Exercise description -
From the records below, pull out every line from the one containing "Target: man with red fez" down to the last line of the records, and reproduce them without any change.

Pointing records:
※ ※ ※

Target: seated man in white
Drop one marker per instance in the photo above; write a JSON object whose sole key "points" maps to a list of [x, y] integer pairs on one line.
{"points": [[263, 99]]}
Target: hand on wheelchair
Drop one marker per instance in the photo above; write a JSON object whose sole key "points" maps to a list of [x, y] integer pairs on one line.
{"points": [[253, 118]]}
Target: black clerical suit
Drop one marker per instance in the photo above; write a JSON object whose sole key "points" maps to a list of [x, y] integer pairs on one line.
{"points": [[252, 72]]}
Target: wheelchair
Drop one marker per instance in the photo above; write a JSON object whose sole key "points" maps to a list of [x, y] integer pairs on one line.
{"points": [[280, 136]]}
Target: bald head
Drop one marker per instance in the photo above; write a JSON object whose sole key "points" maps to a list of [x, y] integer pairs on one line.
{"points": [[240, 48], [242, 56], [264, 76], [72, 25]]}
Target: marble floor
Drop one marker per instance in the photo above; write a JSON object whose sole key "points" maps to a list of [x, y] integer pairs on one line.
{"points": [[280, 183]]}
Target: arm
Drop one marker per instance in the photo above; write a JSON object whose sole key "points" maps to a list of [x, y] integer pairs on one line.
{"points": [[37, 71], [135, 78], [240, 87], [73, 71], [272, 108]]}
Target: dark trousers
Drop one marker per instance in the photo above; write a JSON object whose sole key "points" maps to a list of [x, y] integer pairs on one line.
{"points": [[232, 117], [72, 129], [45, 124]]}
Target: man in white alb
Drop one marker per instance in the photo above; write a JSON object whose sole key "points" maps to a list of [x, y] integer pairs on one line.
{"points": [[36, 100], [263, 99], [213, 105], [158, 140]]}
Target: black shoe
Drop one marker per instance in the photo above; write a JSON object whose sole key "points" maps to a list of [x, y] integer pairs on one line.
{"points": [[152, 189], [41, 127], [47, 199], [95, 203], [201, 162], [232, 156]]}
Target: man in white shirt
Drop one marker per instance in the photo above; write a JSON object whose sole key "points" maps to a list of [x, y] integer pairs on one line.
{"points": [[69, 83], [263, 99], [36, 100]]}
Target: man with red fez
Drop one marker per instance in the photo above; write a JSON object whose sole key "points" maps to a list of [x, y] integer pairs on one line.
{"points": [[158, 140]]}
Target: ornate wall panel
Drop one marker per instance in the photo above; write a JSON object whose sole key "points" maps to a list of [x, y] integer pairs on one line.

※ ※ ※

Written reply -
Target: man with red fez
Drop one marker per instance in the photo above; write a JSON object whose sole key "points" maps to a list of [x, y] integer pairs on one line.
{"points": [[158, 140]]}
Target: ornate wall panel
Drop one marker per instance in the photo above; write a JSON object whose sole key "points" maps to a list of [x, y] integer pairs on one line.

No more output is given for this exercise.